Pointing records
_ _ _ _ _ _ _

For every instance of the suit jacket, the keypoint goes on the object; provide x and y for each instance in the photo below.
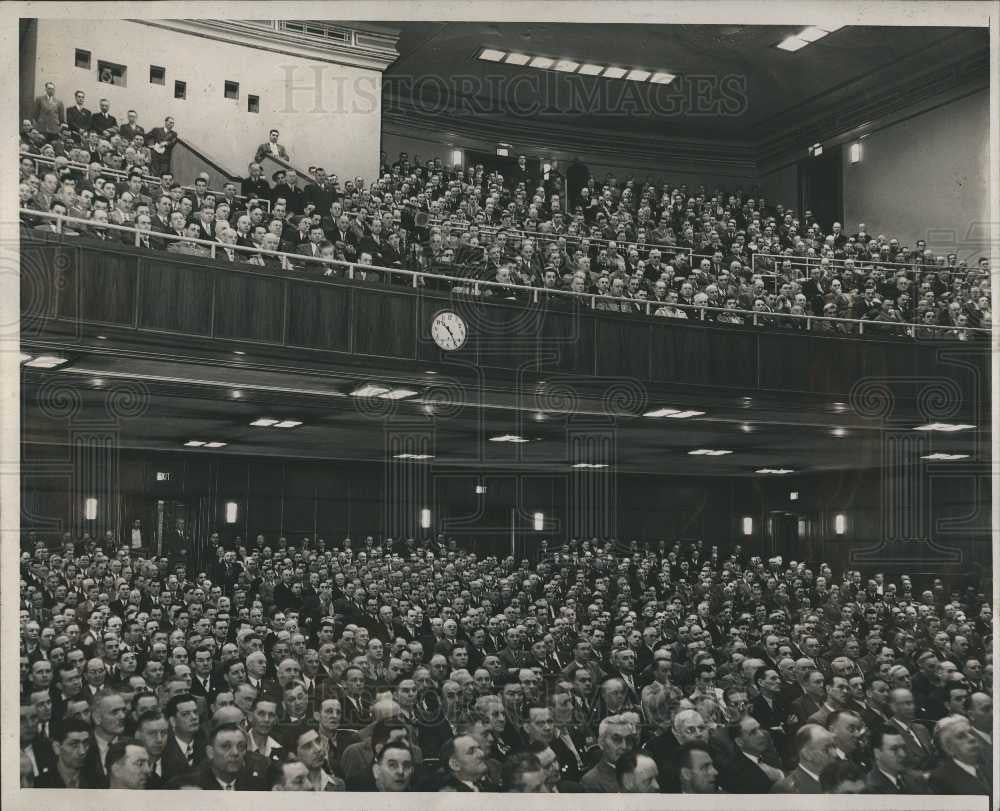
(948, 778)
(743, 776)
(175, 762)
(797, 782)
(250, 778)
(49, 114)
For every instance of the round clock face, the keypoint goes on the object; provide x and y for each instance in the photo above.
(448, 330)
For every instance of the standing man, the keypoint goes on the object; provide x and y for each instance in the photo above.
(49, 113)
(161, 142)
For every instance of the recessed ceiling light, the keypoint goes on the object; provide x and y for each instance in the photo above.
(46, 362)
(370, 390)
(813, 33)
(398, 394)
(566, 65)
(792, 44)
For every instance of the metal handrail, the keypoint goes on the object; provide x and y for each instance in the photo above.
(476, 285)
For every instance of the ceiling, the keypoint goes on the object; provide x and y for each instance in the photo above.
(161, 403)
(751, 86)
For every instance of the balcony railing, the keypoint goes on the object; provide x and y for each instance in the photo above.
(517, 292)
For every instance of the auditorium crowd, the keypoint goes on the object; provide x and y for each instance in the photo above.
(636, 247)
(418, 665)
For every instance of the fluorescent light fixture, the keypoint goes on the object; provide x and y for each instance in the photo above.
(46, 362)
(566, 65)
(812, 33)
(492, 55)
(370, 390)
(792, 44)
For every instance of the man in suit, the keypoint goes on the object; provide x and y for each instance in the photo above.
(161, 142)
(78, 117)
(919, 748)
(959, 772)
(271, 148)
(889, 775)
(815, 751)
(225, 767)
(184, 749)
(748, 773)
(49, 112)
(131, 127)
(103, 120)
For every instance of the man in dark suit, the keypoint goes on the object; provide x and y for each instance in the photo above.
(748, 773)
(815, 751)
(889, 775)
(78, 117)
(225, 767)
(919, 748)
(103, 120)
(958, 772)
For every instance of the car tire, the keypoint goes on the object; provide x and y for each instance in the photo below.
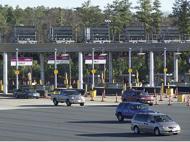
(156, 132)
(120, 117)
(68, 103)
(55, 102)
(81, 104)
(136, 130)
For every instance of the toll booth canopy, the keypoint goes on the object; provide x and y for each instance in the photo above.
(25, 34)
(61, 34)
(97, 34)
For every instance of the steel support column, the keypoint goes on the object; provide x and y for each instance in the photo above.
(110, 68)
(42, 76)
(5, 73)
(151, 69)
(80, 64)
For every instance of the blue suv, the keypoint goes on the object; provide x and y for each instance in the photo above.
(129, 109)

_ _ _ _ _ _ _

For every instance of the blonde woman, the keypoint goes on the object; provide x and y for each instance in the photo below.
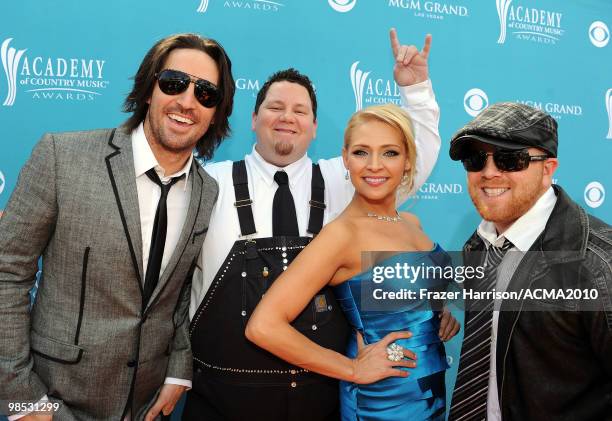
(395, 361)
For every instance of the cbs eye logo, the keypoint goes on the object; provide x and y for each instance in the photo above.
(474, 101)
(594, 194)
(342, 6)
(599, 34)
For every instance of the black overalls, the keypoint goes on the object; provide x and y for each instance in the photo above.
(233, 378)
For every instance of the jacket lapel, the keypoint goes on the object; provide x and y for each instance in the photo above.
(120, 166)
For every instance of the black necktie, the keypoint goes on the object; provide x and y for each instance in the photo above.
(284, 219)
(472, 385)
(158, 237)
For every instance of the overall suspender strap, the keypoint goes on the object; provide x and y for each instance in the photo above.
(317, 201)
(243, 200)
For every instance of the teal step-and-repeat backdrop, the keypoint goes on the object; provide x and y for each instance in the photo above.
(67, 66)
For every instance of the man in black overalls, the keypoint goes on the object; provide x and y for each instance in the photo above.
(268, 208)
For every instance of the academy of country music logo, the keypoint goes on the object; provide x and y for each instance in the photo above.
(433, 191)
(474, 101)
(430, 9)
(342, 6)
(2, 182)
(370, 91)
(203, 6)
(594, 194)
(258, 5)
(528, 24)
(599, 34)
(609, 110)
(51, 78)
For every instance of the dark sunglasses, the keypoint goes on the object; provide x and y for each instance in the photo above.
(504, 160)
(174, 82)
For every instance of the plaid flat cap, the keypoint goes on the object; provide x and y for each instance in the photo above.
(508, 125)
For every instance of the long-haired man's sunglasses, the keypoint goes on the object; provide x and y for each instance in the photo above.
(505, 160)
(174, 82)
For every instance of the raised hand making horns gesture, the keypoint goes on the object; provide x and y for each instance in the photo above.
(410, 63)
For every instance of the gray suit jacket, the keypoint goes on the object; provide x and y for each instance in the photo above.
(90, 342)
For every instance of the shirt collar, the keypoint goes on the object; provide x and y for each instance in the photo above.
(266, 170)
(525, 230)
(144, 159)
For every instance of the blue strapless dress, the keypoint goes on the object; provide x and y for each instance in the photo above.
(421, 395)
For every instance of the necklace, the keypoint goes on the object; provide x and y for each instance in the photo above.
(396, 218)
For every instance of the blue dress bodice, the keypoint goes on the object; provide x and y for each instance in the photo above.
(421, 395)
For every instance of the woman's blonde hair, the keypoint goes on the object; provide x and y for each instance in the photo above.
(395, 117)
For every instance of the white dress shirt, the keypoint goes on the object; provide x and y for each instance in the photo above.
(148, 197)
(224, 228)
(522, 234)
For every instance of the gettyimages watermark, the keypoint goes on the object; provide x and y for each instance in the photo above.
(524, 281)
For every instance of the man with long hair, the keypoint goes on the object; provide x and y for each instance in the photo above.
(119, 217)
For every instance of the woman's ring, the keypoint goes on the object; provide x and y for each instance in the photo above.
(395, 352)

_ _ _ _ _ _ _

▸ **Objective**:
Select each line of the data above that contains the string "blue", treating uppercase and lowercase as different.

▸ **Correct result**:
For every instance of the blue suv, the keypoint goes on the object; provide x and y for each instance in the photo above.
For every instance of the blue strapless dress, the keypoint goes on the object; provide x and y for each instance in the photo above.
For every instance of the blue dress bodice, the keypoint goes on the object; provide x and y for each instance in the photo above.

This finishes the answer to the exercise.